■ **What you should do**
Convert the records from the line containing "of the desk." up to and including the line containing "pixel 437 228" into a two-column CSV with the header input,output. Give one row per record, with its text under input and its answer under output, each in a single quoted field with line breaks replaced by spaces.

■ **Data for processing**
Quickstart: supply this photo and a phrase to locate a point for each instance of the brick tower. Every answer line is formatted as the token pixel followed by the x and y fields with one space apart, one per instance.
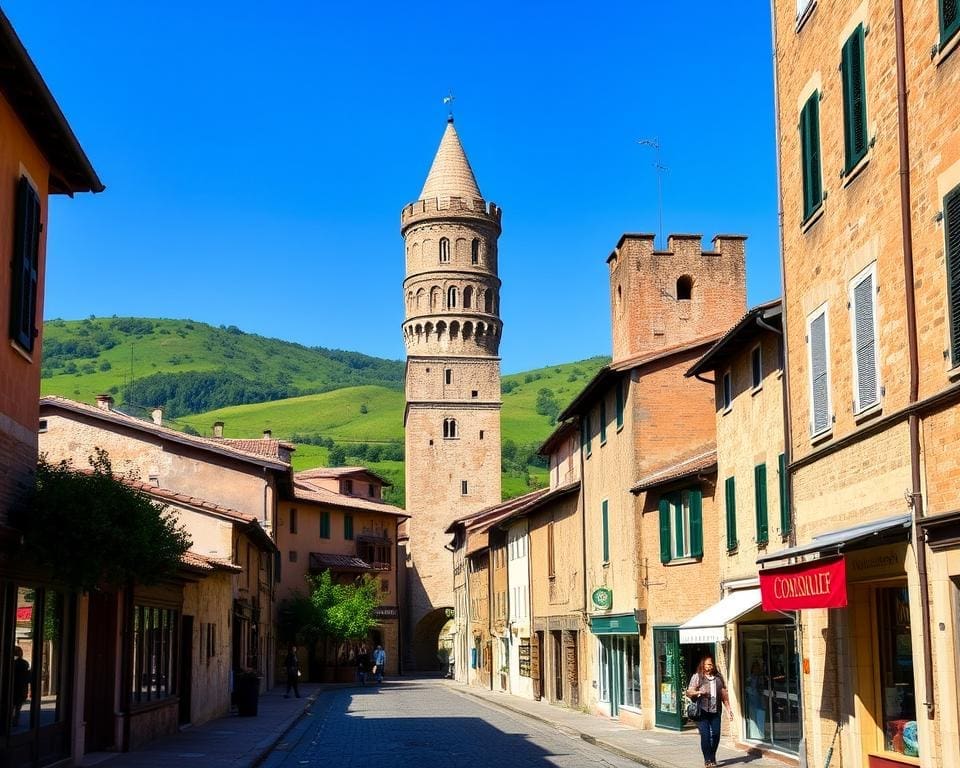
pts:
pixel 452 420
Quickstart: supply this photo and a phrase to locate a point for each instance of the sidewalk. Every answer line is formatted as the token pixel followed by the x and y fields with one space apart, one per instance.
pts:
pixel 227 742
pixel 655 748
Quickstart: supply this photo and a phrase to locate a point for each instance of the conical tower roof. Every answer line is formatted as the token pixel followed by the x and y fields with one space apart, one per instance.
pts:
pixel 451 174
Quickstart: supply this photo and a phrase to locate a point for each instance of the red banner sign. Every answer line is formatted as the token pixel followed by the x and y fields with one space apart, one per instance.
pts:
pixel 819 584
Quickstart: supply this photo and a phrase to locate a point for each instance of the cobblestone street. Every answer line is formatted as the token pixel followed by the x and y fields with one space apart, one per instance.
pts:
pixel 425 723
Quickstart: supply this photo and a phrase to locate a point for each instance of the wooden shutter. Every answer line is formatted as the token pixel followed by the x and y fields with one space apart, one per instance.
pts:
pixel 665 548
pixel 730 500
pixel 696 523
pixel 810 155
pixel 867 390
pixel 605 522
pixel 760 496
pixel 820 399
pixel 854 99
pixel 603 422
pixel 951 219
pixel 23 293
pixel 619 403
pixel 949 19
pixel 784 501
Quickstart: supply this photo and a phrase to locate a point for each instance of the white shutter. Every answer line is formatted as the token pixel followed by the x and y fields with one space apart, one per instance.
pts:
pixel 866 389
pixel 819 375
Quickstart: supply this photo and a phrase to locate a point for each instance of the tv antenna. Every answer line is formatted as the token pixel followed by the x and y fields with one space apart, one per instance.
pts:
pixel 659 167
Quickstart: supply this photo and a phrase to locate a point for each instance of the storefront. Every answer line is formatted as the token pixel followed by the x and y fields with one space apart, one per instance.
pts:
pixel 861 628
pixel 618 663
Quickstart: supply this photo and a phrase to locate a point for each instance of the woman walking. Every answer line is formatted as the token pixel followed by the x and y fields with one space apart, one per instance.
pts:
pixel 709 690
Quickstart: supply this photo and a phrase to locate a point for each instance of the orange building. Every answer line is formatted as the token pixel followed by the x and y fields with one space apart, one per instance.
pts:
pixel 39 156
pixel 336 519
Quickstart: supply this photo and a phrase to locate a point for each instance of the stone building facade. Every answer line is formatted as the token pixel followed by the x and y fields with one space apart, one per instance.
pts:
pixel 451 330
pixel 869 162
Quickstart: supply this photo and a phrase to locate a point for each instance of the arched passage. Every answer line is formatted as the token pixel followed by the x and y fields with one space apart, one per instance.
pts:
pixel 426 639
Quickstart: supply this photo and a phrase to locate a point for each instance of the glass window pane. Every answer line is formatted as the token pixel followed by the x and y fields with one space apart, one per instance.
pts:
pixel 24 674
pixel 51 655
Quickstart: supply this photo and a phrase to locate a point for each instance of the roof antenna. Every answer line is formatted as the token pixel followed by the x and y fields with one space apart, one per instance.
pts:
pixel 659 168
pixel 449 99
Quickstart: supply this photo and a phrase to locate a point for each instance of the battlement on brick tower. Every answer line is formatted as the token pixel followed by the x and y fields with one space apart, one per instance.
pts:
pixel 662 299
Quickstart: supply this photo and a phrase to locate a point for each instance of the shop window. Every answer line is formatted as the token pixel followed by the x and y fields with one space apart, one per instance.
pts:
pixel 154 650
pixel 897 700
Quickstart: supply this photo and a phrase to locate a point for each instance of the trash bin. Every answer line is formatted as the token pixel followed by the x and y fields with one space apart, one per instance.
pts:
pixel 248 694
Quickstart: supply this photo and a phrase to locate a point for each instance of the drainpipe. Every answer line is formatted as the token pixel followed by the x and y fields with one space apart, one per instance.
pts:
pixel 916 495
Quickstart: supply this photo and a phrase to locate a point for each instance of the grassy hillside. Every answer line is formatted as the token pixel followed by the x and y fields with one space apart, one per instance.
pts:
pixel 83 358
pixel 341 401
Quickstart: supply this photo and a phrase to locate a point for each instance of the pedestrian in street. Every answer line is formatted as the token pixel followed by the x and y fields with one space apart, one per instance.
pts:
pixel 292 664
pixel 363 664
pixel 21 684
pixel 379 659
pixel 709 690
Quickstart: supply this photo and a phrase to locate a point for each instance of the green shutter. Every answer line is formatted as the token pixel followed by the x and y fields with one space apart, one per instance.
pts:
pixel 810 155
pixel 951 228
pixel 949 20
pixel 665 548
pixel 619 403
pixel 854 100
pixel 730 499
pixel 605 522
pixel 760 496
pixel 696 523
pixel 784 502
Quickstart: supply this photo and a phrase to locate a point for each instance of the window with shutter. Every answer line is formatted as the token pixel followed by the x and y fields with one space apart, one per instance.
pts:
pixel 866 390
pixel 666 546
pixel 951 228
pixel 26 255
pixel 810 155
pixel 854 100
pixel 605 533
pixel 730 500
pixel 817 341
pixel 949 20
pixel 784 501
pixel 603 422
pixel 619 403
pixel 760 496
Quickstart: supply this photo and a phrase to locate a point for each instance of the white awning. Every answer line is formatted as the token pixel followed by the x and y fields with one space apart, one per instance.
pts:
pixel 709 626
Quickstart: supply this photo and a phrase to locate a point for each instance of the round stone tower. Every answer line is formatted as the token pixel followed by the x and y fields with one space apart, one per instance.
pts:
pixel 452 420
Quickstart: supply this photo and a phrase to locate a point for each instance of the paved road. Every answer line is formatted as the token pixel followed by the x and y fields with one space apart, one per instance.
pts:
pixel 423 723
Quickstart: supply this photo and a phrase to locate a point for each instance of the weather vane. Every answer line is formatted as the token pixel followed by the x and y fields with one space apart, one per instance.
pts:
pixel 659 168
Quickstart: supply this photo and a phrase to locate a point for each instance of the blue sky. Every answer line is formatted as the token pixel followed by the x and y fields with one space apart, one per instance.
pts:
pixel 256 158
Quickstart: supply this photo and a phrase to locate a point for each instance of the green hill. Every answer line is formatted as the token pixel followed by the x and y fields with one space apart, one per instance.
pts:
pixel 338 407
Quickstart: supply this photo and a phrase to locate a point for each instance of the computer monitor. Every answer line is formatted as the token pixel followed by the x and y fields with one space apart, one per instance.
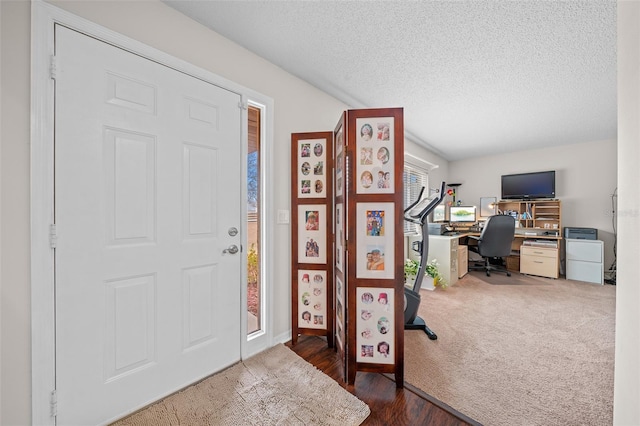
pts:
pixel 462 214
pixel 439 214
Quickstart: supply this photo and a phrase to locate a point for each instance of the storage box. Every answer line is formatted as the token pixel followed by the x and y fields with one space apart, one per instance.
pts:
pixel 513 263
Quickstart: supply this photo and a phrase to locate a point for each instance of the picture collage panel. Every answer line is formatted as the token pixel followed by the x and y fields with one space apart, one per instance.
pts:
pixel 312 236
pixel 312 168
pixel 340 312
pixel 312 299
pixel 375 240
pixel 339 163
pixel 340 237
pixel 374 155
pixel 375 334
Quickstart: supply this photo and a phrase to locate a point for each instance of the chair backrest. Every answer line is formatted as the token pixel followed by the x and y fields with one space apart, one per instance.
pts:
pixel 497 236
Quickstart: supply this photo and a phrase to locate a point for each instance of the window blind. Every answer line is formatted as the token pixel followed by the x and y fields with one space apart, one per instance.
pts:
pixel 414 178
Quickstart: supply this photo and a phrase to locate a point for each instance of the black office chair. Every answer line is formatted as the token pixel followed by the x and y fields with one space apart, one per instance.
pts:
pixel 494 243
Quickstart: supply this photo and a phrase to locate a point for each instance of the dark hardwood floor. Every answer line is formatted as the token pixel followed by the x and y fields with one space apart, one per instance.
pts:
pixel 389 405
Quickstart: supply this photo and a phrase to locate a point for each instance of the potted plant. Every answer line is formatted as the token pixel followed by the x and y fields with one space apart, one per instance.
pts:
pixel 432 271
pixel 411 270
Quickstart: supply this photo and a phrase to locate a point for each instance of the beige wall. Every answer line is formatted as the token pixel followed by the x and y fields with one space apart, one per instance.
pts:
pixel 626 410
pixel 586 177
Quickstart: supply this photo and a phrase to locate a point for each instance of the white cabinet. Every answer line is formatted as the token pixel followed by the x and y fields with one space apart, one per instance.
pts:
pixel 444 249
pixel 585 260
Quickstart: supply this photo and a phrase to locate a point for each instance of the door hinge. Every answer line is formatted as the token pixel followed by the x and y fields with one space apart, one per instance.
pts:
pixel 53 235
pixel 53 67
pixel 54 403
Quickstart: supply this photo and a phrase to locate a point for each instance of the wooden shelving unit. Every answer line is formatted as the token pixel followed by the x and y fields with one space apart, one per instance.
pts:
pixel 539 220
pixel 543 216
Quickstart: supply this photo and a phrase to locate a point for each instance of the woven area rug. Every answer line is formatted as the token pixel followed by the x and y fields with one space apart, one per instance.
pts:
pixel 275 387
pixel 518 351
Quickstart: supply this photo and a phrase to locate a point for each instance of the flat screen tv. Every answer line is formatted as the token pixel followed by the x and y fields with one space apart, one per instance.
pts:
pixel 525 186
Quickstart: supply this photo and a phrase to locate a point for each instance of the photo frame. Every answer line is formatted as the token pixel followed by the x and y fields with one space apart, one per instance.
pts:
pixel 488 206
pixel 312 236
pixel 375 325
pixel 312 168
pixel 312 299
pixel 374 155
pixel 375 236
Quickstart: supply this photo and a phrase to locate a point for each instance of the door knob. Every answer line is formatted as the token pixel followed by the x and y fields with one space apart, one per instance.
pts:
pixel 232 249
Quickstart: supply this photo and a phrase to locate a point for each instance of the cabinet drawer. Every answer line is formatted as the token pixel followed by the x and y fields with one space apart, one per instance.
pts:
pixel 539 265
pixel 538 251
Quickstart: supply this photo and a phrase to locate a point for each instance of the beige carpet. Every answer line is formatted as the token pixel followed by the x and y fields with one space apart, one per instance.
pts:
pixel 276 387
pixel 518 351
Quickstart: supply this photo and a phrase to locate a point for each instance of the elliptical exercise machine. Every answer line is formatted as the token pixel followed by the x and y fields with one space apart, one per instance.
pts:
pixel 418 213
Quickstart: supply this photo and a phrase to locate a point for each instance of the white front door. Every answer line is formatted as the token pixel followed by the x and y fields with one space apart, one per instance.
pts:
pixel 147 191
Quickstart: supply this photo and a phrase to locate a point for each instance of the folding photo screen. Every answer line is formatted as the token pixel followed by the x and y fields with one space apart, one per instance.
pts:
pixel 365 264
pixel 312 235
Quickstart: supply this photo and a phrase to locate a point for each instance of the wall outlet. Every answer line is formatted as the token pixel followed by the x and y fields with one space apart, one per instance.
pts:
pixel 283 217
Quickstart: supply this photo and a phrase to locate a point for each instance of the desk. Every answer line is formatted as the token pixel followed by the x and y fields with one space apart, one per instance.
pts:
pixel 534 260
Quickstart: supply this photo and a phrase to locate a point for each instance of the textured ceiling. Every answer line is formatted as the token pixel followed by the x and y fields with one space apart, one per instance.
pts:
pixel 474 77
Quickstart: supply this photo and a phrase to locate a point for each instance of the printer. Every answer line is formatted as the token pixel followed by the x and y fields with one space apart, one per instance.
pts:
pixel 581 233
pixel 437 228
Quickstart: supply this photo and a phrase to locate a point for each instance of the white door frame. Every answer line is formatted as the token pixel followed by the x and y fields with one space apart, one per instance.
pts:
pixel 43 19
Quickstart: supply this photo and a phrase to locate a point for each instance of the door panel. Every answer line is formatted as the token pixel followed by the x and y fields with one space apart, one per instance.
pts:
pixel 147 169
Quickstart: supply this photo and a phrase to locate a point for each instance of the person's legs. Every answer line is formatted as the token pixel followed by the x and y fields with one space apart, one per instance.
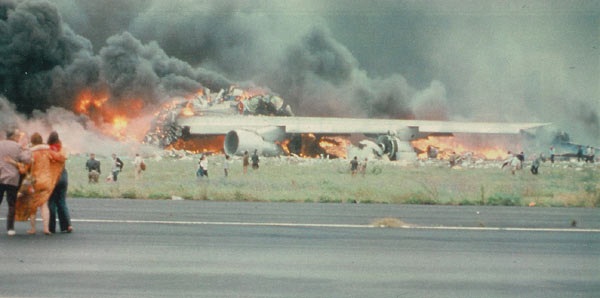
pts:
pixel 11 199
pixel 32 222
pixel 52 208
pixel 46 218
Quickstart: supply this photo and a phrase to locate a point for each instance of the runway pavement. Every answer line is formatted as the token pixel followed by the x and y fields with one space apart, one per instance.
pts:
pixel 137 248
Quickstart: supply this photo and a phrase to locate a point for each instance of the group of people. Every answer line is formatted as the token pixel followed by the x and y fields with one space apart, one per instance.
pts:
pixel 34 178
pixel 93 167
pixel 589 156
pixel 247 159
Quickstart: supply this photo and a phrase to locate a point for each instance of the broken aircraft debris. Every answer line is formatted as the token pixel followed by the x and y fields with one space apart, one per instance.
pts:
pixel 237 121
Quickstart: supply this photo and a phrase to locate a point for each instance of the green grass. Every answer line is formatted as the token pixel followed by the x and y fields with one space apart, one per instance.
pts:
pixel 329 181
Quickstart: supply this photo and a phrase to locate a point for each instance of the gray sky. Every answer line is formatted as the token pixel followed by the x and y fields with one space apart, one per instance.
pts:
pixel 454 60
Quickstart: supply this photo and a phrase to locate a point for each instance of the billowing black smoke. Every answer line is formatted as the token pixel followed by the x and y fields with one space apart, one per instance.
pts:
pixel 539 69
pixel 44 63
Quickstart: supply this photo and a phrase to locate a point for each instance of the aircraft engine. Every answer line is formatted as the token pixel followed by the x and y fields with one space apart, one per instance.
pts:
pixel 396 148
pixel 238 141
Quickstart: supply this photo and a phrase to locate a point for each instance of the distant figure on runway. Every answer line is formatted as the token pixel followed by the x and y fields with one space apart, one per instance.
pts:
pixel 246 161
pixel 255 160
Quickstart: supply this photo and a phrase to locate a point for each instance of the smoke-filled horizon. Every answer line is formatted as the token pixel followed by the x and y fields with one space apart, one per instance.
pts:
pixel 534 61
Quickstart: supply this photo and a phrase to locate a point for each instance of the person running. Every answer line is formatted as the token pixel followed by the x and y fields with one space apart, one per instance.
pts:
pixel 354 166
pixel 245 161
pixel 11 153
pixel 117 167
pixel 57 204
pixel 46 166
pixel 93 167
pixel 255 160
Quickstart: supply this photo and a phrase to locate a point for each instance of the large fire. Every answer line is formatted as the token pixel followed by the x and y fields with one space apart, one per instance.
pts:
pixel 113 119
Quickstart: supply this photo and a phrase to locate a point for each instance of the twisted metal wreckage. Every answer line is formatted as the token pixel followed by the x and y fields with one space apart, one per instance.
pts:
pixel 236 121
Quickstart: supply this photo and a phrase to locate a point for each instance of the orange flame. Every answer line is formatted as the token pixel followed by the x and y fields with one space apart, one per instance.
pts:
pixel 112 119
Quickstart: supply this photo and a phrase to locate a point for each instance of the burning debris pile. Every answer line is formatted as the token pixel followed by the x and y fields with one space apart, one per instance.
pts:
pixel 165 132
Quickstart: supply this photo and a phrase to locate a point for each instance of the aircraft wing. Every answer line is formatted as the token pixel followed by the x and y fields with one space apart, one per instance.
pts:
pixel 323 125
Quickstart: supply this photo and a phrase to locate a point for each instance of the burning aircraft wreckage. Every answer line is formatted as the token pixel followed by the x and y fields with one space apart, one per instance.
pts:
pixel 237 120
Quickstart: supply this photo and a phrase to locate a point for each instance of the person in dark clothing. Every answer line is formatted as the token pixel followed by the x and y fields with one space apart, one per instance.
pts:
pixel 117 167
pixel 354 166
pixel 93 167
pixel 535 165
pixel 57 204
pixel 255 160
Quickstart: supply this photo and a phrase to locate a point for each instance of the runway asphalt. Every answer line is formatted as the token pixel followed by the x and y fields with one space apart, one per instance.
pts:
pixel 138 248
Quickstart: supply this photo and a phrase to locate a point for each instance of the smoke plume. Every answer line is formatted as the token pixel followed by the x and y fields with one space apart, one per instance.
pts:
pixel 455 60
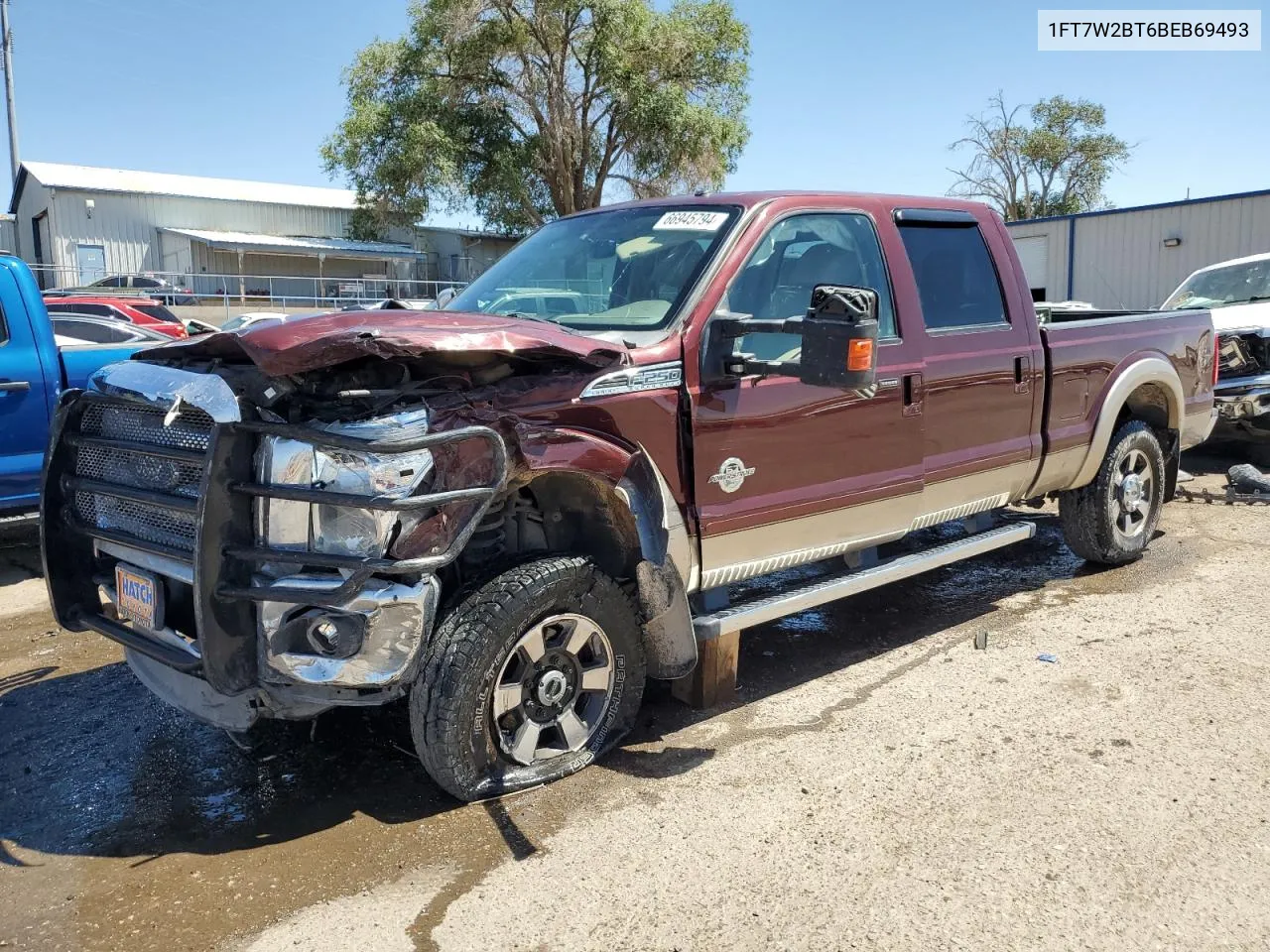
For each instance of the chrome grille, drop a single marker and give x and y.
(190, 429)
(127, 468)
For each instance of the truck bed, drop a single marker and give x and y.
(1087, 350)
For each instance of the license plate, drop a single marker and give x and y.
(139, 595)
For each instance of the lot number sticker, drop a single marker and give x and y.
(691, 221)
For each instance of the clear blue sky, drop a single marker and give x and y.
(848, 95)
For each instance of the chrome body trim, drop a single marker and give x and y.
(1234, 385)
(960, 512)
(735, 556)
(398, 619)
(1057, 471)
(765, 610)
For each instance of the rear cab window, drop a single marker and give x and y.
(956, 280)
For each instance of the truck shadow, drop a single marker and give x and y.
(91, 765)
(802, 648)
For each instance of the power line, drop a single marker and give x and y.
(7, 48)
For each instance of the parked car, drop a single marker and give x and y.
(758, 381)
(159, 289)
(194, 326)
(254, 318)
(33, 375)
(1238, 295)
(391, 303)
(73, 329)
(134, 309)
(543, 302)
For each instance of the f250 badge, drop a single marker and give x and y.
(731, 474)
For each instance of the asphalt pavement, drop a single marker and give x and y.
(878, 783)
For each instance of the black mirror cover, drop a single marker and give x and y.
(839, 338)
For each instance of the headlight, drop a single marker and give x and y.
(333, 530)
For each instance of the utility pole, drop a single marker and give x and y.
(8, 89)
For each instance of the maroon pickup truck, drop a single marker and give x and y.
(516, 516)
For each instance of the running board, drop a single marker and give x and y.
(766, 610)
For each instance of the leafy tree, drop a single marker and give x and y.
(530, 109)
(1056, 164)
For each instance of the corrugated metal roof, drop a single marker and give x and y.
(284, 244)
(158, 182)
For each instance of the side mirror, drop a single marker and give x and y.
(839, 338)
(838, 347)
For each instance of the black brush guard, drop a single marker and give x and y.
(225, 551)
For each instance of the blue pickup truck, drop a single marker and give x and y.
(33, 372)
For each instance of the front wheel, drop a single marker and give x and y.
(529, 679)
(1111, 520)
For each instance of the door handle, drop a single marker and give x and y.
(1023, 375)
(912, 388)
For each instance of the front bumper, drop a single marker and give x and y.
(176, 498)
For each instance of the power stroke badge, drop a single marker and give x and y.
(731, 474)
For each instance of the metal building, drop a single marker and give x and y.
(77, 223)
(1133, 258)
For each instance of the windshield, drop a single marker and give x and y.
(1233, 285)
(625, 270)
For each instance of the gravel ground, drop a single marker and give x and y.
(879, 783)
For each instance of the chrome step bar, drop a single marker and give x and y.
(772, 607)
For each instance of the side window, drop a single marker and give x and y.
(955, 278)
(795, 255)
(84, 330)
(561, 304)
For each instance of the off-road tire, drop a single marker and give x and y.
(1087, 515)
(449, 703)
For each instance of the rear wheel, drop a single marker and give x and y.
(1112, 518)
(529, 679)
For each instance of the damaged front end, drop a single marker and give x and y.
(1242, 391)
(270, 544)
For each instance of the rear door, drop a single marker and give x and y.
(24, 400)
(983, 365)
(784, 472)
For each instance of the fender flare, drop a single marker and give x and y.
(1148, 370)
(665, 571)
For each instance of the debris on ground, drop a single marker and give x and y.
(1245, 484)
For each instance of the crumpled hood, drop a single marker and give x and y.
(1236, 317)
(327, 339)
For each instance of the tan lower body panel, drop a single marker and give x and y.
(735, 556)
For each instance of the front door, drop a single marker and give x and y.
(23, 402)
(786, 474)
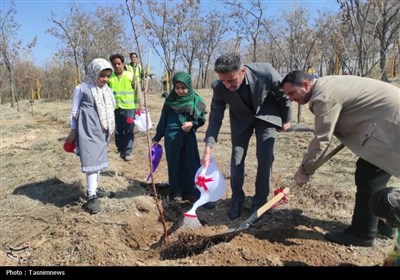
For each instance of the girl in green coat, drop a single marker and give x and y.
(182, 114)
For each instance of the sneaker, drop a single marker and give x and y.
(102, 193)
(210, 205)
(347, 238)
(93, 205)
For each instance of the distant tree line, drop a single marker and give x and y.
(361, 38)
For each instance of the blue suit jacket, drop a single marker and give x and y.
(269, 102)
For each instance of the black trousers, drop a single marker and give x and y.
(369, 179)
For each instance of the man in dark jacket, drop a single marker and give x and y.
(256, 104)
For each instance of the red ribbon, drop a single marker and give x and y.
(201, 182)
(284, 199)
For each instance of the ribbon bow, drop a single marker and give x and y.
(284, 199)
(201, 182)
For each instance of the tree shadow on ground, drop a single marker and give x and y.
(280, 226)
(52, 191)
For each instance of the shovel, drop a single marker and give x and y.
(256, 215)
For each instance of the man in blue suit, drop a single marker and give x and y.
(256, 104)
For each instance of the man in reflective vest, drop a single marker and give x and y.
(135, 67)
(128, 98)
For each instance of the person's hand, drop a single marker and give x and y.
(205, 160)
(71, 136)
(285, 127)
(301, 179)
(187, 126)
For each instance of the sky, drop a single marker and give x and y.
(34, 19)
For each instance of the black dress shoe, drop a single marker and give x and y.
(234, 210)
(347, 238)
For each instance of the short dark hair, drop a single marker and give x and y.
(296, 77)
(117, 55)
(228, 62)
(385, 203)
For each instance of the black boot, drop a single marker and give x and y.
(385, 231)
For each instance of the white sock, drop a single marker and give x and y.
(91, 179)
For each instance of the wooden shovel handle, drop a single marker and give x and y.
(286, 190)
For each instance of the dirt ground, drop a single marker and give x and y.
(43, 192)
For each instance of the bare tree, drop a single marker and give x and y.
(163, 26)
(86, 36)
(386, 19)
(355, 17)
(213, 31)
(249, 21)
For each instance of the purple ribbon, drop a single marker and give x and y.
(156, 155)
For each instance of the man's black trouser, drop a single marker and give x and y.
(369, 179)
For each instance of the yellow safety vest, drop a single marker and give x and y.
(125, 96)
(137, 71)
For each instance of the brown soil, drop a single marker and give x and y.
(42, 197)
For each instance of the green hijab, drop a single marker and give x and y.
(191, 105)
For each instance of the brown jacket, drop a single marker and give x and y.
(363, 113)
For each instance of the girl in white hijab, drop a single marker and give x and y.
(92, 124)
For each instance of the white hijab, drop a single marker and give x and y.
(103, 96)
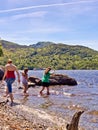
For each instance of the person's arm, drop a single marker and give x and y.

■ **Answer for this exercise**
input,output
"Quickstart: supply this photo and a phrase to locate a point for each instance of the desk. Every answer line is formatted as the token pixel followed by the x and y fields with one space apart, one per instance. pts:","pixel 534 260"
"Quickstart: supply this photo and a phrase to locate a point for each instance of the textured ceiling. Every answer line is formatted as the token pixel followed by the x and y fields with one space apart, one per instance. pts:","pixel 474 77"
"Quickstart: supply this photo and a phrase to locate a point for each instance of the printer. Every answer line is formatted as the token pixel followed by the x and y fields with one space apart, one per instance. pts:","pixel 581 233 pixel 437 228"